Written task: From the Grasshopper rocket thread, give back word for word the stretch that begins with the words containing "This is preparation" and ends with "reusable-rocket-elon-musk.html)".

Document passage:
========================================
SpaceX VTOL rocket "Grasshopper" hops 5.4m - someperson
http://www.youtube.com/watch?v=n-VjaBSSnqs&feature=youtu.be

======
someperson
This follows from the first test flight in late-September
<http://www.youtube.com/watch?v=pzXlUw2WhcE>.

> "Testing of Grasshopper continues, with the next big milestone -- a hover at
> roughly 100 feet -- expected in the next several months."

This is preparation for the vertical take-off and landing (VTOL) rocket SpaceX
wants to build <https://www.youtube.com/watch?v=sWFFiubtC3c>

And the reason why they're doing this: [http://www.space.com/13140-spacex-
private-reusable-rocket-el...](http://www.space.com/13140-spacex-private-
reusable-rocket-elon-musk.html)

> But a fully reusable rocket could change the equation dramatically. Musk
> illustrated the point by citing SpaceX's Falcon 9, which costs between $50
> million to $60 million per launch in its current configuration.

> "But the cost of the fuel and oxygen and so forth is only about $200,000,"
> Musk said."So obviously, if we can reuse the rocket, say, a thousand times,
> then that would make the capital cost of the rocket for launch only about
> $50,000."
========================================
Named-object pointing data:

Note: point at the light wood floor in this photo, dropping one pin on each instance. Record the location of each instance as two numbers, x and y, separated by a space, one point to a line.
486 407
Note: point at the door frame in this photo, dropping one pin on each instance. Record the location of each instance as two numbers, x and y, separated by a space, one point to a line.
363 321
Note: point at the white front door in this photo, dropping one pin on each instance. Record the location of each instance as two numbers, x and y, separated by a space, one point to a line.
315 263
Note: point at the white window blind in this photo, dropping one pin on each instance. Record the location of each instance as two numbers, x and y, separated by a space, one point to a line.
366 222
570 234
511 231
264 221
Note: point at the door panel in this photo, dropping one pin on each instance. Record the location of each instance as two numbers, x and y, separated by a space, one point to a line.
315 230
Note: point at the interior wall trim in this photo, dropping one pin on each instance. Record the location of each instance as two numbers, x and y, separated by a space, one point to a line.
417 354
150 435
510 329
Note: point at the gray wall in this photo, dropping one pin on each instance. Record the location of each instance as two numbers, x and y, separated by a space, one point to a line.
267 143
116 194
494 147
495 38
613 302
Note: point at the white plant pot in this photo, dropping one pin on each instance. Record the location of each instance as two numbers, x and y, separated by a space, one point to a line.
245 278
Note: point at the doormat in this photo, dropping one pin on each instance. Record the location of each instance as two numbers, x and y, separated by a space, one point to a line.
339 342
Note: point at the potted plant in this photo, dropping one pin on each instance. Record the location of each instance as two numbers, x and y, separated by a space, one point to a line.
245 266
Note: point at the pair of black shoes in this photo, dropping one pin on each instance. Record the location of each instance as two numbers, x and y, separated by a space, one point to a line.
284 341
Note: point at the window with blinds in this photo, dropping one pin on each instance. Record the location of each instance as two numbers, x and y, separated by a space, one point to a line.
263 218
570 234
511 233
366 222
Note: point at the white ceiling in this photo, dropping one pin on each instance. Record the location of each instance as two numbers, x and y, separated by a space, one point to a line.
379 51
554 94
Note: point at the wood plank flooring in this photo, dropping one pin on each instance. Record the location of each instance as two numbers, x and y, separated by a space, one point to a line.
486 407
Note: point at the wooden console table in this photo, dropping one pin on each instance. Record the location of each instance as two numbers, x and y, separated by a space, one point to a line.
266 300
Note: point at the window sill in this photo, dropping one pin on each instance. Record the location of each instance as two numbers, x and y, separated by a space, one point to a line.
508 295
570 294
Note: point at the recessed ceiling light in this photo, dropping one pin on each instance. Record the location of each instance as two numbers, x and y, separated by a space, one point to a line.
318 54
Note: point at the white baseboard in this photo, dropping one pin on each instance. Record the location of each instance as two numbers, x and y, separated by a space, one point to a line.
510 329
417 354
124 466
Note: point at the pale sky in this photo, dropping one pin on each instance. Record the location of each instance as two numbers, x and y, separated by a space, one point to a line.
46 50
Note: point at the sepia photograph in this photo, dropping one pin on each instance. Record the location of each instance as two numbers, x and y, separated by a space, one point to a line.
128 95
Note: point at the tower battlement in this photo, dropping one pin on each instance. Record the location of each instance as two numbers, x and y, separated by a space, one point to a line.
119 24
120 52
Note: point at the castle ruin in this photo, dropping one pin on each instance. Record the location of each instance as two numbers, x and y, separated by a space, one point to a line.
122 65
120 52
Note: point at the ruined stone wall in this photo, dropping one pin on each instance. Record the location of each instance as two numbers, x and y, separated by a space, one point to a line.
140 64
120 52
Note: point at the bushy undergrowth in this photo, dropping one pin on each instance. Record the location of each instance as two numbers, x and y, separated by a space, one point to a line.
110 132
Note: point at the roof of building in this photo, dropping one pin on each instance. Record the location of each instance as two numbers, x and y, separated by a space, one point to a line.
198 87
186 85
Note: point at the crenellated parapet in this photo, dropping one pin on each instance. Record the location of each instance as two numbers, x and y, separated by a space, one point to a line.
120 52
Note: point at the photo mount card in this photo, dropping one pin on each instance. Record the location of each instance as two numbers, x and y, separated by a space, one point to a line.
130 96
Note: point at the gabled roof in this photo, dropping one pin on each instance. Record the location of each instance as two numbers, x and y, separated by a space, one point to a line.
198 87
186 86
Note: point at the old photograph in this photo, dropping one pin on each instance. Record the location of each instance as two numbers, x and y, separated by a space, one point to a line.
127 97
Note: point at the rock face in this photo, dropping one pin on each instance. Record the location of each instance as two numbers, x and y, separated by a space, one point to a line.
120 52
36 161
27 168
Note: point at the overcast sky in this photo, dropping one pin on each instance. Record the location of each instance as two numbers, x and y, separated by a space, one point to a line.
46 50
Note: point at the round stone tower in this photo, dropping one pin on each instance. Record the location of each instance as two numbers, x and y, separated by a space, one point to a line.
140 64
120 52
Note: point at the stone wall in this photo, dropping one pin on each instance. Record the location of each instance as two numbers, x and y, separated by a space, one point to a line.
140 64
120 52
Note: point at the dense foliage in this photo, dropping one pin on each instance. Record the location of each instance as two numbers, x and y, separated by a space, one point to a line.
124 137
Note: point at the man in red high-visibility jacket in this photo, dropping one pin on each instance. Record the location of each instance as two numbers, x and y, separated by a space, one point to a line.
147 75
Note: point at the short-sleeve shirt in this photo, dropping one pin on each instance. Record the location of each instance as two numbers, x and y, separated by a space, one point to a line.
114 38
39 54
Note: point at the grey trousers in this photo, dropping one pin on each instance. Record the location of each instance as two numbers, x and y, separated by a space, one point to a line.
========================================
Full output:
This is preparation for the vertical take-off and landing (VTOL) rocket SpaceX
wants to build <https://www.youtube.com/watch?v=sWFFiubtC3c>

And the reason why they're doing this: [http://www.space.com/13140-spacex-
private-reusable-rocket-el...](http://www.space.com/13140-spacex-private-
reusable-rocket-elon-musk.html)